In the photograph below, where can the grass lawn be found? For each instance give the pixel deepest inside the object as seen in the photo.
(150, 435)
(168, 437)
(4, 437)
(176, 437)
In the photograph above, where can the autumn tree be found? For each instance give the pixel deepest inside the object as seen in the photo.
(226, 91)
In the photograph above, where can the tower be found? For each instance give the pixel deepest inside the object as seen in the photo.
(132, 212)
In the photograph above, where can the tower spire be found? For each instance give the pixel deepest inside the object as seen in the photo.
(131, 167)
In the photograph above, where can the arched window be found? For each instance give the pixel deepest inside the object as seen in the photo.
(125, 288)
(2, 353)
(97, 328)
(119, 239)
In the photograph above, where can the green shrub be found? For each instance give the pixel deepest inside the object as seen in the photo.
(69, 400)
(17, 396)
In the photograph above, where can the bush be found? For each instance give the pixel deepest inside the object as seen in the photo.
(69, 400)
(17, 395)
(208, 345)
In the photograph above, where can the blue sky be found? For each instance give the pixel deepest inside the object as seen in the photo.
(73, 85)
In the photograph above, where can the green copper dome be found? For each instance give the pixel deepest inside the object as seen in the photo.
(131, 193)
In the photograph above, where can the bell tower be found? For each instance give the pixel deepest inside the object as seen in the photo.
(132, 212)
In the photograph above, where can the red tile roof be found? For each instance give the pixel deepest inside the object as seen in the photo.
- - -
• [ASSIGNMENT]: The lines beginning with the one that holds "In the photograph above, where can the bell" and ending with the last line of the data above are to be reproduced exactly, and nothing else.

• [WRITTEN REPLY]:
In the photograph above, where can the bell tower be found? For each instance give the pixel deepest inside the object as seen in the photo.
(132, 212)
In the photograph above, where can the red tile roof be found? For each instance give the pixel deepest inside the object as seen in the photo.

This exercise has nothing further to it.